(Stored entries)
◇ ◇ ◇ ◇ ◇
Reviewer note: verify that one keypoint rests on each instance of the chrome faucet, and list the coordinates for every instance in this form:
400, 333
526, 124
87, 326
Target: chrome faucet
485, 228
◇ ◇ ◇ ◇ ◇
▸ **What is required**
Each record must be repeated exactly as it is.

▸ **Solution to the exercise**
Reviewer note: verify that one keypoint rests on each instance of the chrome faucet, and list the coordinates for every instance in this form:
400, 333
526, 124
87, 326
Target: chrome faucet
485, 228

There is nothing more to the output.